▶ [WRITTEN INSTRUCTION]:
Rewrite the entries below, from the start through the line containing "<point>517,516</point>", with the guideline text kept unchanged and every point coordinate in the answers multiplied by 1.4 and rounded to the nearest whole number, halves rounded up. Give only these lines.

Pointing records
[start]

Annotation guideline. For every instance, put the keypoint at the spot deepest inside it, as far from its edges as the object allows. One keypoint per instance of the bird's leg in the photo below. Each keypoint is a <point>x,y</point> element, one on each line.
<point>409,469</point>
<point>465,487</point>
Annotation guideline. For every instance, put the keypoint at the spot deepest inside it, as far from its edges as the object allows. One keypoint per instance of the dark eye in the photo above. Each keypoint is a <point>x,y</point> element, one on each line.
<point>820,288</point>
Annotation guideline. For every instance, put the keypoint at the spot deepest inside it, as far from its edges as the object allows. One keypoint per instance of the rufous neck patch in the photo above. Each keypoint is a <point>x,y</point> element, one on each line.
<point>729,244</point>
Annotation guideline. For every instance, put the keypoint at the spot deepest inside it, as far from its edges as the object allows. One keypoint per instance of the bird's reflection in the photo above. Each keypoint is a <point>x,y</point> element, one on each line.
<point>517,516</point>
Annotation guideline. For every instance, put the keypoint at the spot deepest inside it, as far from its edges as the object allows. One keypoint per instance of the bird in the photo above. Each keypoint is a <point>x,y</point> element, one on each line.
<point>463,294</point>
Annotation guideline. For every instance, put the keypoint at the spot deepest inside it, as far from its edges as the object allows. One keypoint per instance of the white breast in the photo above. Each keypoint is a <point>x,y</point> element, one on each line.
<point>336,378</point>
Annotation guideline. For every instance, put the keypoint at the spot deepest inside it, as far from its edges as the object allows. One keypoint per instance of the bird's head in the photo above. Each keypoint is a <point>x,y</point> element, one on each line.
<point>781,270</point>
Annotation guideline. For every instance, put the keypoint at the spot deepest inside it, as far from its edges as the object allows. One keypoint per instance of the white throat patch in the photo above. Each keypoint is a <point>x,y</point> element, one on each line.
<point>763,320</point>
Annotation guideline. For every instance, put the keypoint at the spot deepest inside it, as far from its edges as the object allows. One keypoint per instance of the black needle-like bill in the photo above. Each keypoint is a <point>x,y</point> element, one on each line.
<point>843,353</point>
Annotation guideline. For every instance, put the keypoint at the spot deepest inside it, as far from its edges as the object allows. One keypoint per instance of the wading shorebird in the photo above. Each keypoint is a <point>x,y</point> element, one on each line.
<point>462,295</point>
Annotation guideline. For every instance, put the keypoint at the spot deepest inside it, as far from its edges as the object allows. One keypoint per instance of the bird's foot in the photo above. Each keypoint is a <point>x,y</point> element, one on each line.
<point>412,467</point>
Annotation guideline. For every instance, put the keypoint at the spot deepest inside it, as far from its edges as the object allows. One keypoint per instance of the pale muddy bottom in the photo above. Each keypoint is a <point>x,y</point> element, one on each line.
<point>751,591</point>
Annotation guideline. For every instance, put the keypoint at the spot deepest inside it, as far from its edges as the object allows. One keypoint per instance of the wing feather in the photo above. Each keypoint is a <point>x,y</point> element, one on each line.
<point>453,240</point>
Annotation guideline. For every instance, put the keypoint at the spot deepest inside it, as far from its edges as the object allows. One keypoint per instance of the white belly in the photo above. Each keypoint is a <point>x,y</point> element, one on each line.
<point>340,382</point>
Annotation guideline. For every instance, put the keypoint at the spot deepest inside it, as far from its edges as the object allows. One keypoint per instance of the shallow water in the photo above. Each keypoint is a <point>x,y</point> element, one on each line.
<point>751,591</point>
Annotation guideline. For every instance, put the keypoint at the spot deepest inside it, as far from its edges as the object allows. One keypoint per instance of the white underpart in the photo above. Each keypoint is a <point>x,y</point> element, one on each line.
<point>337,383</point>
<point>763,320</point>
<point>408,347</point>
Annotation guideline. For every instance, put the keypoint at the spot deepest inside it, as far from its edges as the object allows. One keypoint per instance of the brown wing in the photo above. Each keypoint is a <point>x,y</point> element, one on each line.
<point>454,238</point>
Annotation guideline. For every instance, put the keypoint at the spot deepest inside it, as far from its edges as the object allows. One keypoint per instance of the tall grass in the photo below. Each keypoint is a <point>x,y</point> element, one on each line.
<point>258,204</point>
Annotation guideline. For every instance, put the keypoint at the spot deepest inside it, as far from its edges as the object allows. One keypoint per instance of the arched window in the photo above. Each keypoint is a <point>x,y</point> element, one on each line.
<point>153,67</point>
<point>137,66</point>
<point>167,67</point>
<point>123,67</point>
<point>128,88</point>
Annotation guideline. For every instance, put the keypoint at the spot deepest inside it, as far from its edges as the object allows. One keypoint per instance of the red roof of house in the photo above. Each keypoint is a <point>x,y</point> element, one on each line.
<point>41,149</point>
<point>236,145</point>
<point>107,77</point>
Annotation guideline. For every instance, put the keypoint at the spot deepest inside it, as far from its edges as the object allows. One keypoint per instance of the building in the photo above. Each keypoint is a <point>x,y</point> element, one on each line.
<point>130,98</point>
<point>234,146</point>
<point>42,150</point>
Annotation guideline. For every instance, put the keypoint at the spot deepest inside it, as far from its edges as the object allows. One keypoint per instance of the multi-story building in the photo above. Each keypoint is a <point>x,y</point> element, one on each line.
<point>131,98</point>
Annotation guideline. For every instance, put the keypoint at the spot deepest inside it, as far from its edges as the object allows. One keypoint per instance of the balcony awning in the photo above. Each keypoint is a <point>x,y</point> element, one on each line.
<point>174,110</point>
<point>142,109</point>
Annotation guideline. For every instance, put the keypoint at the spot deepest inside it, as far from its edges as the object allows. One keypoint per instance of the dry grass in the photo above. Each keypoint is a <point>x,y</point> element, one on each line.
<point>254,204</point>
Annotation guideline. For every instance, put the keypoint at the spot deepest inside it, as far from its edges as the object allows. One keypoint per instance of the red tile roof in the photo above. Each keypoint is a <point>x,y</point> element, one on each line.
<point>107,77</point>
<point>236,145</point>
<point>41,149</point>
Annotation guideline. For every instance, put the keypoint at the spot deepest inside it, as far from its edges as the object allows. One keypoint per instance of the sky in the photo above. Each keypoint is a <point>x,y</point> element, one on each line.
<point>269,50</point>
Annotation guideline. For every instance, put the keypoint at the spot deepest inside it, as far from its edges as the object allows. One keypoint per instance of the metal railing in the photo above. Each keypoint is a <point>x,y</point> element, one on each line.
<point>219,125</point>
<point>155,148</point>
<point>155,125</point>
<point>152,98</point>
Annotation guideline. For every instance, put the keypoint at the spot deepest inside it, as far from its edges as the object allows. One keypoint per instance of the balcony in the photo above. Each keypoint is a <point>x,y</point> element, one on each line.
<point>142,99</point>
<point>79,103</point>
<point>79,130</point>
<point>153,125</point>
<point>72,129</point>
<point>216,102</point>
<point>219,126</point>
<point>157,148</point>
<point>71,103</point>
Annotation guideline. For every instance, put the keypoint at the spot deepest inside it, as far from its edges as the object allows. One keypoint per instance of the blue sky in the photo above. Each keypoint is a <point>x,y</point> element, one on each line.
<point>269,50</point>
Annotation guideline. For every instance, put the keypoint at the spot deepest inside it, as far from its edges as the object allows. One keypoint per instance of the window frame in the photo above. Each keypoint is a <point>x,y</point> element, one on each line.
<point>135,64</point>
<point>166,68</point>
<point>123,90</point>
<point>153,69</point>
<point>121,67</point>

[end]

▶ [WRITTEN SOLUTION]:
Annotation guideline. For every instance, put the keypoint at the spot deepest inside it, as far from its edges as the object allows. One keypoint per instance of the bird's leg in the photo below. Each keypoint is a <point>x,y</point> element, one on each line.
<point>573,657</point>
<point>651,682</point>
Annotation guideline. For every instance, put the keypoint at the spot deepest inside it, as far from its edges as the object allows. One keypoint per instance of the dark eye in the photo above. Each keypoint is a <point>x,y</point> element, one on each line.
<point>1148,403</point>
Annotation guideline. For every instance, put the keypoint at the spot deepest inside it, as far from its edges as the object allows. One keypoint per instance of the rufous neck patch in the photo above. Each keypoint is a <point>x,y</point> element, one on each line.
<point>1021,342</point>
Annotation guideline. For every instance, put the keypoint at the spot deepest inside it, as far from its edges as the object allows. One keypoint per instance of the bird's reflection in the photo above. Each keypoint is a <point>x,y</point> element, one on each line.
<point>724,722</point>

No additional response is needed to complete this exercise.